━━ GIVEN PASSAGE ━━

Kezia - Kezia is the Tulliver's loyal house servant. "Kezia was equal to the task. Having declared her intention of staying till the master could get about again, "wage or no wage," she had found a certain recompense in keeping a strong hand over her mistress... Altogether this time was trouble was rather a Saturnalian time to Kezia: she could scold her better with unreproved freedom" (Book 3, Chapter 8). “Kezia, the good-hearted, bad-tempered housemaid, who regarded all people that came to the sale as her personal enemies, the dirt on whose feet was of a peculiarly vile quality, had begun to scrub and swill with an energy much assisted by a continual low muttering against 'folks as came to buy up other folks things'... she was bent on bringing the parlor... to such an appearance of scant comfort as could be given to it by cleanliness... her mistress and the young folks should have their tea in it that night, Kezia was determined” (Book 3, Chapter 6).
Mr. Gore - Mr. Gore is Mr. Tulliver's lawyer, who represents him in his case against Wakem. “And it was vexatious that Lawyer Gore was not more like him, but was a bald, round-featured man, with bland manners and fat hands; a game-cock that you would be rash to bed upon against Wakem. Gore was a sly fellow; his weakness did not like on the side of scrupulosity: but the largest amount of winking, however significant, it not equivalent to seeing through a stone wall” (Book 2, Chapter 2).

━━━
━━ GIVEN INFORMATION ━━

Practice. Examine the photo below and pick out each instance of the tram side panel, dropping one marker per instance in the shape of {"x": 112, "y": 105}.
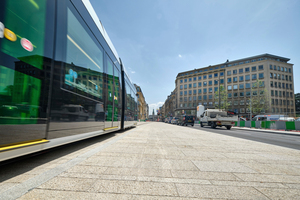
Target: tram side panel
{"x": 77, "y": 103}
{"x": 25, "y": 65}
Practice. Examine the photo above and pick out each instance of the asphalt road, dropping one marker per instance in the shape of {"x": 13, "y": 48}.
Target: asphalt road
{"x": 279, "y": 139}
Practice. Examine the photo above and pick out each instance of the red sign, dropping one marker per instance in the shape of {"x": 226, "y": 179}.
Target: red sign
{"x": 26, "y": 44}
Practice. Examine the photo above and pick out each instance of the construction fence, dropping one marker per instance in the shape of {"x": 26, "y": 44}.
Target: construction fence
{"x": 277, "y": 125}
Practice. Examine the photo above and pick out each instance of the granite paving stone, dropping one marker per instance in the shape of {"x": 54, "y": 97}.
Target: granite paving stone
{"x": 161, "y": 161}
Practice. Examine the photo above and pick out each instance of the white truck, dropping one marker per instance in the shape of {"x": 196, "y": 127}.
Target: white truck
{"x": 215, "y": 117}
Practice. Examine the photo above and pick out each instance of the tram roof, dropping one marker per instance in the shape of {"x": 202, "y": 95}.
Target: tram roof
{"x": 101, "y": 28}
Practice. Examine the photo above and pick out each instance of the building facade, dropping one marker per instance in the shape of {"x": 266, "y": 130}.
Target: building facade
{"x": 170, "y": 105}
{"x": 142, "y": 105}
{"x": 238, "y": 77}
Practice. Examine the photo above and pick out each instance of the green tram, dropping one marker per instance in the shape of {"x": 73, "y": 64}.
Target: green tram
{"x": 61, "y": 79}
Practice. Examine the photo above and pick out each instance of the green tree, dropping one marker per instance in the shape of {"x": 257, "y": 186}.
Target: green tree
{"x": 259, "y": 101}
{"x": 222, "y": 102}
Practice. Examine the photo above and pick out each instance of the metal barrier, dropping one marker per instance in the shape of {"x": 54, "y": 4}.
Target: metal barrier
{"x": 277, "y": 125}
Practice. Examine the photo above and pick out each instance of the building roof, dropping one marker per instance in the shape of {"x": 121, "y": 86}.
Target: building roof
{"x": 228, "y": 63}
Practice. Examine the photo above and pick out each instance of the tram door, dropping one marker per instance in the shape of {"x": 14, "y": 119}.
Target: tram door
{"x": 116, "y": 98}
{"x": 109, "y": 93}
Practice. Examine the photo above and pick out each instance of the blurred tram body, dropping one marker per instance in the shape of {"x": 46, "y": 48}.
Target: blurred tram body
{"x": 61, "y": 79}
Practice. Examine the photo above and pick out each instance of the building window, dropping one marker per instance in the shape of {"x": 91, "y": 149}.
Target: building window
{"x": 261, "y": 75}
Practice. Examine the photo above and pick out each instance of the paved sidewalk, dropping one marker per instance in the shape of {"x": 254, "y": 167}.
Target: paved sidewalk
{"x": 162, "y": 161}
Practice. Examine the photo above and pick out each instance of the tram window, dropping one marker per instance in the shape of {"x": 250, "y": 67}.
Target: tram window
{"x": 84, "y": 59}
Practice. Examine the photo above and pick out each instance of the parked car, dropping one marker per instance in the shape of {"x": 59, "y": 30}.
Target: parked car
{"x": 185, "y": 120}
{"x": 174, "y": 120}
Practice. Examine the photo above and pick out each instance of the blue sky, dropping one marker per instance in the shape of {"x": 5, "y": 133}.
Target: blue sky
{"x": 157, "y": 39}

━━━

TASK BRIEF: Copy everything from "Mr. Gore - Mr." down to "2, Chapter 2)." in the character sketch, substituting "his opponent" for "Wakem". This listing was drawn from a separate source.

RESULT BELOW:
Mr. Gore - Mr. Gore is Mr. Tulliver's lawyer, who represents him in his case against his opponent. “And it was vexatious that Lawyer Gore was not more like him, but was a bald, round-featured man, with bland manners and fat hands; a game-cock that you would be rash to bed upon against his opponent. Gore was a sly fellow; his weakness did not like on the side of scrupulosity: but the largest amount of winking, however significant, it not equivalent to seeing through a stone wall” (Book 2, Chapter 2).